> _EXERCISE OBJECTIVE_:
The output is the lines below from the one with "the green leaf" through the one with "Thank you for the photo. Could you point to the sunlit", both included, printed exactly and with no other line.

> _AVAILABLE DATA_:
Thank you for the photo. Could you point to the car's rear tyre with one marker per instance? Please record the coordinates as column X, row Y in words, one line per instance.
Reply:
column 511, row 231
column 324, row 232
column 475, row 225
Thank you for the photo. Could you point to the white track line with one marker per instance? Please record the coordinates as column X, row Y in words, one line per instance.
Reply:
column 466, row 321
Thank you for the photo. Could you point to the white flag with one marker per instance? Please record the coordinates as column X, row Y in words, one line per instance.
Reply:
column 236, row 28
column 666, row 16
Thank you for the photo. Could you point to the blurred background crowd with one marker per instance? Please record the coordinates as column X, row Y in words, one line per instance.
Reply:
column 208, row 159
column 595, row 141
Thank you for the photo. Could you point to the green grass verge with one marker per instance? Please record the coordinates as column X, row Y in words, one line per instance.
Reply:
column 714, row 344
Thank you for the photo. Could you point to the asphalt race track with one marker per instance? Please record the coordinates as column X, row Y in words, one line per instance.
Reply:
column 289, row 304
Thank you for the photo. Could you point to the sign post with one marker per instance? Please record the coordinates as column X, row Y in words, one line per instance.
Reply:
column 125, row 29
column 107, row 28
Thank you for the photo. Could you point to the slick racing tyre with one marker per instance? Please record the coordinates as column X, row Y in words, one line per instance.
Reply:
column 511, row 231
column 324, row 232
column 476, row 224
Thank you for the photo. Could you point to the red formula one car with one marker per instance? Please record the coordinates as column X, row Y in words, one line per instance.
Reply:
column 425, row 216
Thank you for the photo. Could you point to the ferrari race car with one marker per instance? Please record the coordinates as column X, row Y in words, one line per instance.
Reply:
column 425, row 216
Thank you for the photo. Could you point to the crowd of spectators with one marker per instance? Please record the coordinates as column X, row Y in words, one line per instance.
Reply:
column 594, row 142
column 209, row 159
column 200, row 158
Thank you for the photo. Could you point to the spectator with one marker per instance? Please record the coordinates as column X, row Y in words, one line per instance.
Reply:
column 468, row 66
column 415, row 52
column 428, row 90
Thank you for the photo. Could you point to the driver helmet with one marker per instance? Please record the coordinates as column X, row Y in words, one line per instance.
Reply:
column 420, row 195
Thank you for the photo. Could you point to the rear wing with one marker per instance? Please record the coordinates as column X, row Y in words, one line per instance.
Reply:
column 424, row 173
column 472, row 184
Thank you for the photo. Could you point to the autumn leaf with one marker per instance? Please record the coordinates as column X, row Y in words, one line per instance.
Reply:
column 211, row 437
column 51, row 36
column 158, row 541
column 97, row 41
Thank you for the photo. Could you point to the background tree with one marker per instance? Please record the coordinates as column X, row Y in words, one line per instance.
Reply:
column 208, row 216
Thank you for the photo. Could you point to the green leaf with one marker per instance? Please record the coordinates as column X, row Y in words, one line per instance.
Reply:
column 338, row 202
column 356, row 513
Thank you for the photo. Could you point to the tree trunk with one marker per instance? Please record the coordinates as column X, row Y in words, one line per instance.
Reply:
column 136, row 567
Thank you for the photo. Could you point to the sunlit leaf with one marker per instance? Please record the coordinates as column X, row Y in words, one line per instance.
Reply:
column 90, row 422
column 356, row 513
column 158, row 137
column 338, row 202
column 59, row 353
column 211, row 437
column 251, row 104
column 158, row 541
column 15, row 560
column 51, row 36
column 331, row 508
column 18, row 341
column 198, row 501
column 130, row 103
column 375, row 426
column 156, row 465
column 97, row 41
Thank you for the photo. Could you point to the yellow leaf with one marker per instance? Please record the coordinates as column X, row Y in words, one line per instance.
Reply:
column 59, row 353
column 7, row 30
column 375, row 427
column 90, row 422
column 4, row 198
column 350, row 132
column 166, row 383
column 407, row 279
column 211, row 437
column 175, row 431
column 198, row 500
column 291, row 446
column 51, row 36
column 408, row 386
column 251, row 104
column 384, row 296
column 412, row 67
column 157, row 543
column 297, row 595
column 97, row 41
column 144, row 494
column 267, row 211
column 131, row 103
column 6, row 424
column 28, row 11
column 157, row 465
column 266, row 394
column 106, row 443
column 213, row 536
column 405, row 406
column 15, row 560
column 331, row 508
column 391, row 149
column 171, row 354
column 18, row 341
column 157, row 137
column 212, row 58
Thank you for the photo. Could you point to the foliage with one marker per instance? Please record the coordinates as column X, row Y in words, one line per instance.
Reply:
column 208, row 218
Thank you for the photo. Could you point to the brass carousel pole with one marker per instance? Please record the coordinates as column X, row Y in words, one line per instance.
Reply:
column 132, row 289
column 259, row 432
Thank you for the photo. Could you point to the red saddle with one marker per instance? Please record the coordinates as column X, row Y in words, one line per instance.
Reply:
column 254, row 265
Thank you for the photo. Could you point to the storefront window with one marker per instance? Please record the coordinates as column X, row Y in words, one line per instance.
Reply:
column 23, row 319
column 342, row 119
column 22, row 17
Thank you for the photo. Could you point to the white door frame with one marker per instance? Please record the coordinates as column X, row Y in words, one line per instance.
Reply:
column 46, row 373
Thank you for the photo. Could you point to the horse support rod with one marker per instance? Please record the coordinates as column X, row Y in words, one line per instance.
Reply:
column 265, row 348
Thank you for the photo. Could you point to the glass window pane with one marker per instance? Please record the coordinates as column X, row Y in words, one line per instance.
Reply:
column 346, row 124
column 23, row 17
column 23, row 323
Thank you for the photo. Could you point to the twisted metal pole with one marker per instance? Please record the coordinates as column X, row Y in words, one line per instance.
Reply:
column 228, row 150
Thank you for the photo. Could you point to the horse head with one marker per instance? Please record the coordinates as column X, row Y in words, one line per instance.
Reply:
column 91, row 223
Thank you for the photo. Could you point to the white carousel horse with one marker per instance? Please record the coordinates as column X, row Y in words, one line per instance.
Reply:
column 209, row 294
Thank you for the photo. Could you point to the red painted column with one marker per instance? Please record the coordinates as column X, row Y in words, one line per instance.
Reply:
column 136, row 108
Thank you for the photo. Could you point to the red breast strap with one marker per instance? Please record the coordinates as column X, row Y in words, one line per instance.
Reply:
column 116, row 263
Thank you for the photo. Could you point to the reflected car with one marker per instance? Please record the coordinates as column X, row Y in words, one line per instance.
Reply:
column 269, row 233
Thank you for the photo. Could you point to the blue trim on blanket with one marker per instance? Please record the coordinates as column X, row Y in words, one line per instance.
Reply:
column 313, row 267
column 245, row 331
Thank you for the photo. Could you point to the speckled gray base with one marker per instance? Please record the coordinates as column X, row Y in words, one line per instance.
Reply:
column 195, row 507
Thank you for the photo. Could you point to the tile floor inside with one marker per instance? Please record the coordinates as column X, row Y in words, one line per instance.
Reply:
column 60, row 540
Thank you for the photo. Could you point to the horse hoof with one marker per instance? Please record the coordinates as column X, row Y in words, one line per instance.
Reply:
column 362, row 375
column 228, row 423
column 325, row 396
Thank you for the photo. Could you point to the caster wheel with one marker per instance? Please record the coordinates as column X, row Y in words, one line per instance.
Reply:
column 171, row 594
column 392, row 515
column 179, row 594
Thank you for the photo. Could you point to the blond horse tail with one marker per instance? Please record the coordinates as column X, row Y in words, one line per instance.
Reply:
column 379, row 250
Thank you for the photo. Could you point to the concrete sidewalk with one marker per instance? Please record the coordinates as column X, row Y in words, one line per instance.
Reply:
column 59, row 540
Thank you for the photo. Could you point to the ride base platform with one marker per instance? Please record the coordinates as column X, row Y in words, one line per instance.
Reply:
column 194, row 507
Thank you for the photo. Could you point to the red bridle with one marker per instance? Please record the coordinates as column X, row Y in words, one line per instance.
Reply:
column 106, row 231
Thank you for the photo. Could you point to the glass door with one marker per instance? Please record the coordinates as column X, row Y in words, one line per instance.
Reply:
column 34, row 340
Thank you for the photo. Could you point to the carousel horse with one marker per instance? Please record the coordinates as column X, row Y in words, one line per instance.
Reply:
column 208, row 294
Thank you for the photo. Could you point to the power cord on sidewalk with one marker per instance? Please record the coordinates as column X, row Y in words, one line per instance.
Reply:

> _ANSWER TO THIS EXERCISE_:
Thank you for the photo. Could you point to the green leaf with one marker per instance? Please record the coordinates as column X, row Y in words, one line per instance.
Reply:
column 338, row 202
column 356, row 513
Thank you for the photo. Could you point to the tree trunk with one marker per instance? Please record the coordinates as column X, row Y in words, one line per instance.
Reply:
column 136, row 567
Thank you for the photo. Could you point to the sunlit leaf with one marker per instance? Please record the coordinates as column X, row Y in words, one line per instance.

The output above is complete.